RECORDED INFORMATION:
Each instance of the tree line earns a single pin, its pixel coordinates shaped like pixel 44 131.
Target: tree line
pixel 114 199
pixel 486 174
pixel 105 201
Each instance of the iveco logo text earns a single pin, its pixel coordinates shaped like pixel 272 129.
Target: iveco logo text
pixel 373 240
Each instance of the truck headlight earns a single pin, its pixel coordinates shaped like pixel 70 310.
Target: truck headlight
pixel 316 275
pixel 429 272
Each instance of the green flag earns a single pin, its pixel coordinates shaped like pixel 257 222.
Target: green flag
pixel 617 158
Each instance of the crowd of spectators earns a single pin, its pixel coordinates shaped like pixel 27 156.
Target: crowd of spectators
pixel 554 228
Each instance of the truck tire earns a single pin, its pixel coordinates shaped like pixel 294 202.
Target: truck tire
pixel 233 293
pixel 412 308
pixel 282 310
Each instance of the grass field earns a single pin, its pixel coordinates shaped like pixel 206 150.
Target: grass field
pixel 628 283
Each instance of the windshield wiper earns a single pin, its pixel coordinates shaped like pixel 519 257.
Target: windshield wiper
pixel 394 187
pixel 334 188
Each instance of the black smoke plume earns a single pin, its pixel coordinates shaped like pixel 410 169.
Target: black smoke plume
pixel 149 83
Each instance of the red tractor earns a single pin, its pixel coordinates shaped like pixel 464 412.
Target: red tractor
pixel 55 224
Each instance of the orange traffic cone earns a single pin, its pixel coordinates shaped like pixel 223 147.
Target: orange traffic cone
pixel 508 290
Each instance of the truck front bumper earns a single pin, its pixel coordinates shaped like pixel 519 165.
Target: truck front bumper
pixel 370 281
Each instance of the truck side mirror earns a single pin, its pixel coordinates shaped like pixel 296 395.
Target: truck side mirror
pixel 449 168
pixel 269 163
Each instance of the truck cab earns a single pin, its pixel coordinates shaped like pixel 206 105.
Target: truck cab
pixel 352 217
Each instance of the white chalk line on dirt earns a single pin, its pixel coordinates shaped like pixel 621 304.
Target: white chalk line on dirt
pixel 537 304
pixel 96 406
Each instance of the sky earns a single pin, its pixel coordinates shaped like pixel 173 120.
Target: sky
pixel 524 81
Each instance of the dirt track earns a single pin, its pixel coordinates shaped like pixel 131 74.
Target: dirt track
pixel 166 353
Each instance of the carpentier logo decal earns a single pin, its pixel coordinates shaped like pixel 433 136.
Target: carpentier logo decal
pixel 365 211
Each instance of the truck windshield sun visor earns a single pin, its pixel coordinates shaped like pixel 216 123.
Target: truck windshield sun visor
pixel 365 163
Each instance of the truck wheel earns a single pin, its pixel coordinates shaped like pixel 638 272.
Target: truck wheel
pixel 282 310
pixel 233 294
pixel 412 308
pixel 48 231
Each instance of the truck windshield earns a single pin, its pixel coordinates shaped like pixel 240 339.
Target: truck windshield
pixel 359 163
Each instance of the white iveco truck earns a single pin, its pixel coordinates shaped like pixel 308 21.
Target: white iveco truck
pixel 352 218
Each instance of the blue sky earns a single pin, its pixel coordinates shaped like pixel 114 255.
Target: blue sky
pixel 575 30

==

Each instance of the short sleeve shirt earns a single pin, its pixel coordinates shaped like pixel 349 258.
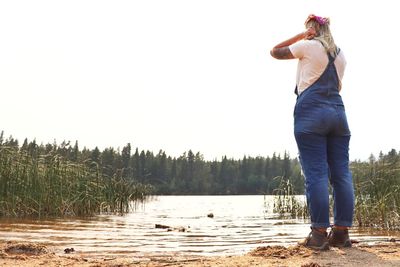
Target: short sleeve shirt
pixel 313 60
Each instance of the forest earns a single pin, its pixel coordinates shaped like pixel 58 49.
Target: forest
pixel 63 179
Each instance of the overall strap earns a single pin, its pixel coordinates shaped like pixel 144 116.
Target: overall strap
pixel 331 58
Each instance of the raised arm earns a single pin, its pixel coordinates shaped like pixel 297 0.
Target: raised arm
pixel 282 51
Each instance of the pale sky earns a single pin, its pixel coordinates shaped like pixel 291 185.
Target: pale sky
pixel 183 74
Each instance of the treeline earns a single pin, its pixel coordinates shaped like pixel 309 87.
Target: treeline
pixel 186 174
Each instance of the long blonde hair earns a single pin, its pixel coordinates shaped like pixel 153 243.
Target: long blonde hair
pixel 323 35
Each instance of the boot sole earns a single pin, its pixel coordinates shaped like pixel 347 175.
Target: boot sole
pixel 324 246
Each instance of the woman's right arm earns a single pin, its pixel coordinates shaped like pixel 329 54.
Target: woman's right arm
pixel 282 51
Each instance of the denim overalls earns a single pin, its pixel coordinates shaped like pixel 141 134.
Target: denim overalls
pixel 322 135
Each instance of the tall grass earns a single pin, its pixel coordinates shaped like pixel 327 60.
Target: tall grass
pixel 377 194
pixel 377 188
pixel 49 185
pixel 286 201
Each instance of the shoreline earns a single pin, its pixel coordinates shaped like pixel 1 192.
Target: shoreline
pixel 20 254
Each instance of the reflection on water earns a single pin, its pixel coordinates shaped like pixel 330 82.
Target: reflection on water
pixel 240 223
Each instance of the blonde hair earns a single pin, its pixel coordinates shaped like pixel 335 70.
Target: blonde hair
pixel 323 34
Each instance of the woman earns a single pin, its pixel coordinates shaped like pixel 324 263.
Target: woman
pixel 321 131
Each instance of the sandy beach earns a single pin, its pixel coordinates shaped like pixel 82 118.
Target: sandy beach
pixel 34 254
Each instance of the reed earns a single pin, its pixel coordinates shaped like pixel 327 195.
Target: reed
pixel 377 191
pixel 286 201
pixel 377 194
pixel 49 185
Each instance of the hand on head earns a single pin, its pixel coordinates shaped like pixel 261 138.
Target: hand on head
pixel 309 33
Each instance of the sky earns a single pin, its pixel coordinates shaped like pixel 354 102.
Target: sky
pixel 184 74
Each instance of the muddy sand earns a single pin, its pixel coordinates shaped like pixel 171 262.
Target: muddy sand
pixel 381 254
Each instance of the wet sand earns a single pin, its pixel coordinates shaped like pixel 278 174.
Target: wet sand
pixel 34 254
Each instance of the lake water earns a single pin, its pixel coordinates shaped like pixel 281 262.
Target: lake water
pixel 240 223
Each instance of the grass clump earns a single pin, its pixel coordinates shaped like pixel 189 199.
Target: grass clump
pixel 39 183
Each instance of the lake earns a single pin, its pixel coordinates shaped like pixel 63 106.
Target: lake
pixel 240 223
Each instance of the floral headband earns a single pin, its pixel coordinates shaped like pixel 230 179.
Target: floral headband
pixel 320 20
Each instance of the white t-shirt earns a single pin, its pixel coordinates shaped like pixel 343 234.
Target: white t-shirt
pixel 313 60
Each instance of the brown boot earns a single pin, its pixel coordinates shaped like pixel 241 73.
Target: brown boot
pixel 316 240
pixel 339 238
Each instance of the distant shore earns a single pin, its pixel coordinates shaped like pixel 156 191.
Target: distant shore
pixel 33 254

* * *

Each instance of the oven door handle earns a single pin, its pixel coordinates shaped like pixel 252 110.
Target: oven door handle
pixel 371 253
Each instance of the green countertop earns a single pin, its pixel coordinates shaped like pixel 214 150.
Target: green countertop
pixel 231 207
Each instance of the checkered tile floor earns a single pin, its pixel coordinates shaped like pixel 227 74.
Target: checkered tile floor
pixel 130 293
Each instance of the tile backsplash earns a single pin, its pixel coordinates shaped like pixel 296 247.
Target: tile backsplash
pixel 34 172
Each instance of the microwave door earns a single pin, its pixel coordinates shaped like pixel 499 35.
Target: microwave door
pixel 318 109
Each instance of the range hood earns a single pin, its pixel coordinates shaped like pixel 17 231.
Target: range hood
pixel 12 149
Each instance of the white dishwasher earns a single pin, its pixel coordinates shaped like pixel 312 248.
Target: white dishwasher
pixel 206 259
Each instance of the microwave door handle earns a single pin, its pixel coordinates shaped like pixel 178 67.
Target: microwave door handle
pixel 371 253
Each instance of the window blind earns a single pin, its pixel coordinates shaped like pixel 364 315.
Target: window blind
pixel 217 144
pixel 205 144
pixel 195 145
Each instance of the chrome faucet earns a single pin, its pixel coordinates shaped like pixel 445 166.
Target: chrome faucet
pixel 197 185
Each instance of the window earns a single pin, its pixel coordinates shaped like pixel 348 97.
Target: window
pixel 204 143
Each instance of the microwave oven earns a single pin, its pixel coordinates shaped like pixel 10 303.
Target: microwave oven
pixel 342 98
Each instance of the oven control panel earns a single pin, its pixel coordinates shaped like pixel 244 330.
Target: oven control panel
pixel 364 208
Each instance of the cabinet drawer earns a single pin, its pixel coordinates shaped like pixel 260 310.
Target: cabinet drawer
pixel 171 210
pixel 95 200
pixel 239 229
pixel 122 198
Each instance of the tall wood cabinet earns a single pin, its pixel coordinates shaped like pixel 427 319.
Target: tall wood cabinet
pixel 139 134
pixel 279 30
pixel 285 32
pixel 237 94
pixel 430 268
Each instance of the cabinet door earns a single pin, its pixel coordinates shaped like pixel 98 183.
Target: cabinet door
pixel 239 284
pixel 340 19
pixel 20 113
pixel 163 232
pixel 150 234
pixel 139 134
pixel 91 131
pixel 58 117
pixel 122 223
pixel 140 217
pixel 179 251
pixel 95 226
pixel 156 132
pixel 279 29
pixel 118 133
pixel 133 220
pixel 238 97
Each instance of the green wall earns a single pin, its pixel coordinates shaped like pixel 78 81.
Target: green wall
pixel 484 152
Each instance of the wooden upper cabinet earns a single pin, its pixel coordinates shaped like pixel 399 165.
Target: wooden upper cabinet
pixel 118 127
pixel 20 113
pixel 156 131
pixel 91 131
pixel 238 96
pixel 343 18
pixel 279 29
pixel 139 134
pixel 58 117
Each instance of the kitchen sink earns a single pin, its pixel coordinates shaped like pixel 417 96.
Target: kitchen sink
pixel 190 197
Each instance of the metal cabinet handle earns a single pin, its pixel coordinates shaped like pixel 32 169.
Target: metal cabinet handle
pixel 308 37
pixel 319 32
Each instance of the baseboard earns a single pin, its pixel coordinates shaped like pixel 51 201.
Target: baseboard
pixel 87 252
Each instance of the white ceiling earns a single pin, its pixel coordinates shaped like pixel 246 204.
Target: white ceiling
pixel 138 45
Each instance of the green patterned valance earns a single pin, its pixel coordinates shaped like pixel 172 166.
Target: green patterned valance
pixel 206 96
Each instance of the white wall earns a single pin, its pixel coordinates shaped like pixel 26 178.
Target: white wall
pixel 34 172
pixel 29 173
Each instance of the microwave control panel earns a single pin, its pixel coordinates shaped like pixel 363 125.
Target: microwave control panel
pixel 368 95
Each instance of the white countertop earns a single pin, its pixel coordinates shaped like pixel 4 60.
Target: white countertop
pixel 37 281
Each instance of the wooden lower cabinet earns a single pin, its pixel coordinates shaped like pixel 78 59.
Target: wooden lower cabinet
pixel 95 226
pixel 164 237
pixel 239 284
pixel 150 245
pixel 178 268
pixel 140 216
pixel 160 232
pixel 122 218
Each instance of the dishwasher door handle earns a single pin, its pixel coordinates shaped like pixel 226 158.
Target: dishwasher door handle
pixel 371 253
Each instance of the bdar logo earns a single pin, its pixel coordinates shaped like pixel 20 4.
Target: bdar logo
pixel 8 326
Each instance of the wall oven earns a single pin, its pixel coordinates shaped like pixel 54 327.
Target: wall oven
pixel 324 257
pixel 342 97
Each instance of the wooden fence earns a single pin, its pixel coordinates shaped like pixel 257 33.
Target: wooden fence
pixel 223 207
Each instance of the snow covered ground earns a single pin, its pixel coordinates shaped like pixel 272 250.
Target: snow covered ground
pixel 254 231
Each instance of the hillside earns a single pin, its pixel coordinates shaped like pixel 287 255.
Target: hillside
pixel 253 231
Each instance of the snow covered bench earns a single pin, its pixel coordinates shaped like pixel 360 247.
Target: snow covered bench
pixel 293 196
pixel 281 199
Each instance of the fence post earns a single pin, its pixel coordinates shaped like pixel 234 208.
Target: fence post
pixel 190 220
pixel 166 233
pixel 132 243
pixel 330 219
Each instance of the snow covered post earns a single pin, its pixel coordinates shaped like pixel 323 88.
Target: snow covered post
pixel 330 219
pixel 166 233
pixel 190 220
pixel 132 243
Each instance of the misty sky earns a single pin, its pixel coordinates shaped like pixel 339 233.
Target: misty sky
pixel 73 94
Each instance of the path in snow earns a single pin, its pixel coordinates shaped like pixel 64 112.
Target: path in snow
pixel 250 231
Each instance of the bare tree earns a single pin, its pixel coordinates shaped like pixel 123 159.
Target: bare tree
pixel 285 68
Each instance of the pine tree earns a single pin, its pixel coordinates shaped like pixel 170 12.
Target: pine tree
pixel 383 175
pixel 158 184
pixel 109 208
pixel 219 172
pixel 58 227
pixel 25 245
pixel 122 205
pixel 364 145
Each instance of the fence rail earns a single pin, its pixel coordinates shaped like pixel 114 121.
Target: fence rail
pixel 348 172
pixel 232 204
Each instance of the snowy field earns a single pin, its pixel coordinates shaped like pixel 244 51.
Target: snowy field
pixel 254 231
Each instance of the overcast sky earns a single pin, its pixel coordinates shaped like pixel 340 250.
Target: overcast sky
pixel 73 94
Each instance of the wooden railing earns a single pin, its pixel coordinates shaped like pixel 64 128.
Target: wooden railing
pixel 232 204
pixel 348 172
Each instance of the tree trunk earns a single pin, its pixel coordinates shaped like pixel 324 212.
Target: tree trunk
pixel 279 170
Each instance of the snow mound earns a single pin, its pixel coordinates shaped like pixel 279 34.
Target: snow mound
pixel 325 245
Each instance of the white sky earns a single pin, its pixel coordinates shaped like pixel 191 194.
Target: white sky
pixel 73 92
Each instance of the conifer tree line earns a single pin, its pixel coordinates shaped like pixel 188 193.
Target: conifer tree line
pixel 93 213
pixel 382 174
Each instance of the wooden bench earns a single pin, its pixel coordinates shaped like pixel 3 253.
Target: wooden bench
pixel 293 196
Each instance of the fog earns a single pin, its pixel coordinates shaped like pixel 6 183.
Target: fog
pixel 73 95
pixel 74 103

TASK PROMPT:
Starting at the line that has "Each instance of the white sky" and stopping after the line that has "pixel 382 174", write those lines of the data out again with "conifer tree line" changed to "evergreen treeline" and everything else left as it is.

WRITTEN RESPONSE:
Each instance of the white sky earns a single pin, its pixel coordinates shaped like pixel 191 194.
Target: white sky
pixel 73 92
Each instance of the evergreen treeline earns a single pin, its pixel coordinates shaped like pixel 188 193.
Target: evergreen treeline
pixel 93 213
pixel 382 174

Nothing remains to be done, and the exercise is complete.